__Document segment__.
You have no evidence. We've already established that. The word of an Iraqi defector, whose rank doesn't impress me at all, means little. What you have is hearsay.

I have direct eye witness testimony, one that includes a former high ranking Iraqi general, in Saddam's Army.  Murder convictions have been made with just as much.     ::)



"So??" Is not an answer, it is a question. There are willing fighters in Iraq, naturally someone is going to supply them with weapons. Weapons in the Middle East, as in parts of Africa are a dime a dozen. Our problem isn't so much the supply, but the demand.

"So", simply reinforces my point, that Iraq & Syria continue to facilitate Iraqi instability and fuel the insurgency with weapons and out-of-country terrorists.

The point being that the political aspects of these two bit players are trivial from my point of view.

Well, that is 1 opinion


You are placing me into a camp with which I don't belong. I have not made generalisations about supporters of different causes, nor do I believe in partisan ideologies or hatred of Bush as being paramount to the lives of anyone.

I don't really care what "camp" you feel you belong or don't belong.  The fact of the matter is how your rationalize and trivialize every overt act of terrorism and insurgent acts upon the Iraqi populace by messers Iran & Syria, and opine how we need to "talk" to these very same folks in order to "bring calm & normalcy" back to the Iraqi people.  Especially when it's been made patently obvious by these same folks, AS WELL AS YOURSELF, the power vacuum they'd wish to put themselves into, if Iraqi democracy fails.  as much as we BOTH want to bring an end to whatever sectarian violence is occuring, trying to make Iran & Syria "see the light" is a pipedream.  Chamberlain learned that the hardway.  Why you'd want to repeat that disastrous mistake is beyond me


I do believe the first-strike war was unjust, but now that we are there we have dues to pay to the Iraqi people and therefore I don't believe in withdrawal. Perhaps you are the one with a partisan ideological problem?

No, actually I'm the one with the need to achieve a victory over terrorists problem


It costs nothing to talk to either leader?

It costs us credibility in trying to "talk" to a leader who denies the Holocaust, who advocates for the destruction of Israel, who supports terrorist organizations.  It costs us the perception of having the upper hand.  It costs us more military lives, by virtue of emboldening terrorists & insurgents who'd see the act as a step backwards.  It costs us far more in intangibles than you'd dare wish to acknowledge



Nice try, but as I said the Saudis and Kuwaitis support for anti-Israeli groups is well-documented. As is the Saudi warning to Bush. Just because I didn't do your research for you doesn't mean it does not exist. Honestly, poor effort Sirs.

__Exercise description__.
Answer these questions about the forum exchange on Iraq:
1. Who does the claimed eyewitness testimony include?
2. Who is said to have learned the hard way?
3. Whose support for anti-Israeli groups is described as well-documented?

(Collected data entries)
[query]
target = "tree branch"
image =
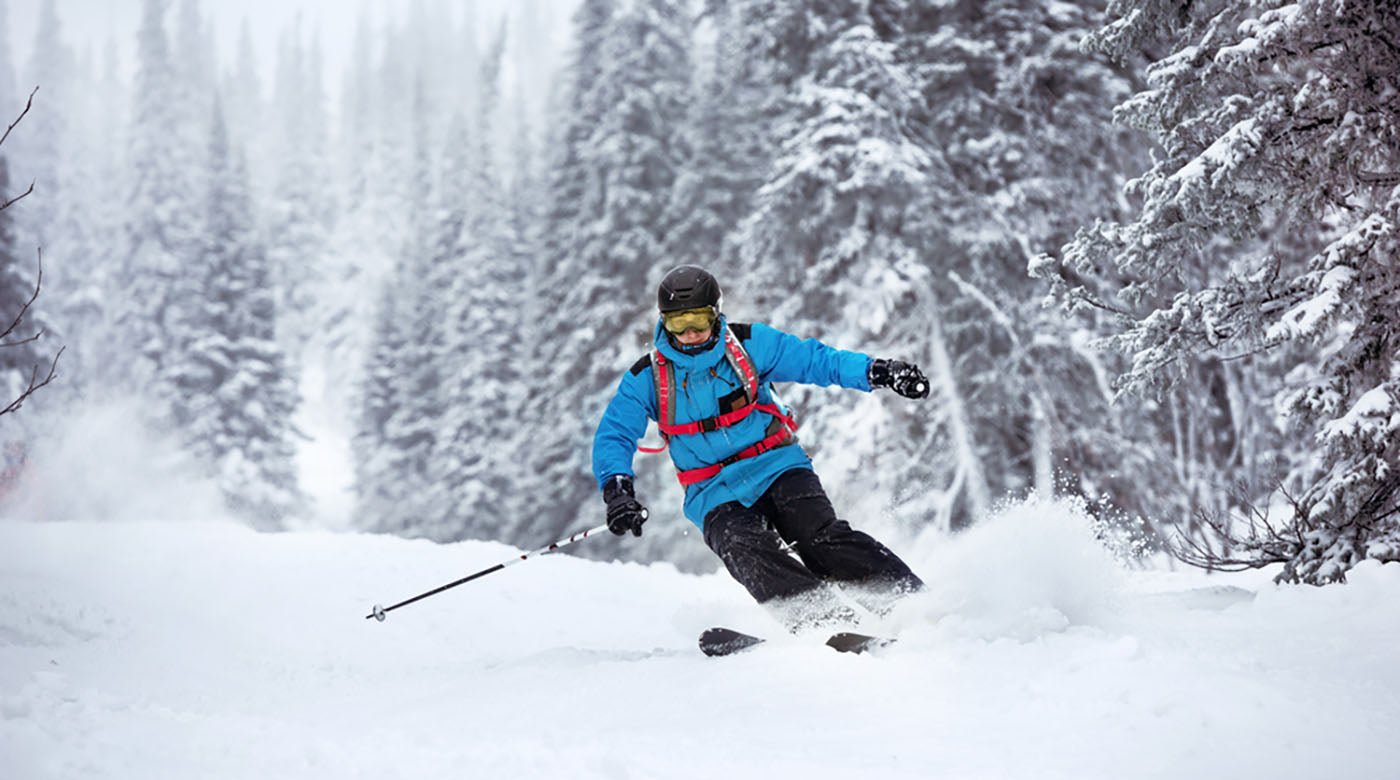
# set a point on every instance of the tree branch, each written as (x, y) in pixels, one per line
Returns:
(25, 308)
(27, 105)
(35, 382)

__Response for this exercise__.
1. A former high ranking Iraqi general in Saddam's Army.
2. Chamberlain.
3. The Saudis and Kuwaitis.